Problem details –
Reproduce every line of the records below verbatim.

Records –

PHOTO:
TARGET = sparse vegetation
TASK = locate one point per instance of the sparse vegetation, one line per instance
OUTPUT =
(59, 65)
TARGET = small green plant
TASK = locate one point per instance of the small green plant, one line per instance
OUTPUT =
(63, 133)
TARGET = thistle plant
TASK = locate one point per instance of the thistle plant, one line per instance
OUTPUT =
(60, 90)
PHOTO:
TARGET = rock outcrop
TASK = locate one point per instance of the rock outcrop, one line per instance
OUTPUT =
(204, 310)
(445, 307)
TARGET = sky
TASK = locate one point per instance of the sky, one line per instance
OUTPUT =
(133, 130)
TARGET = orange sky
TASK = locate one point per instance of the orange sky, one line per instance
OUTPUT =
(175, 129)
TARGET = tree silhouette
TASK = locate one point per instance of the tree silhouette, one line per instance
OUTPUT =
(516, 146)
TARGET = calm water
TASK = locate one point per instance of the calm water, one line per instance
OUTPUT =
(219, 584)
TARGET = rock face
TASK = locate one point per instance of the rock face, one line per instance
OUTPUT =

Output of the task –
PHOTO:
TARGET = sparse vegetation
TASK = locate one point per instance of the sparse vegetation, one line per instance
OUTPUT =
(59, 65)
TARGET = small green plant
TASK = locate one point per instance of the small green plant, one line per instance
OUTPUT =
(63, 133)
TARGET = thistle plant
TASK = locate one point per instance of the thistle plant, one line per instance
OUTPUT =
(60, 90)
PHOTO:
TARGET = rock outcrop
TASK = locate one point per instance of the rock outcrop, one line per instance
OUTPUT =
(204, 310)
(445, 307)
TARGET = sky
TASK = locate one point per instance of the sky, one line per instance
OUTPUT =
(133, 130)
TARGET = orange sky
TASK = locate one point per instance of the orange sky, one line per instance
OUTPUT =
(175, 129)
TARGET = tree silhouette
TASK = locate one point per instance of the tree silhouette, one line per instance
OUTPUT =
(516, 146)
TARGET = calm water
TASK = locate one point per instance of the calm water, one line per instance
OUTPUT =
(219, 584)
TARGET = rock face
TASK = locate one point per instance of the rock face, one line per instance
OUTPUT =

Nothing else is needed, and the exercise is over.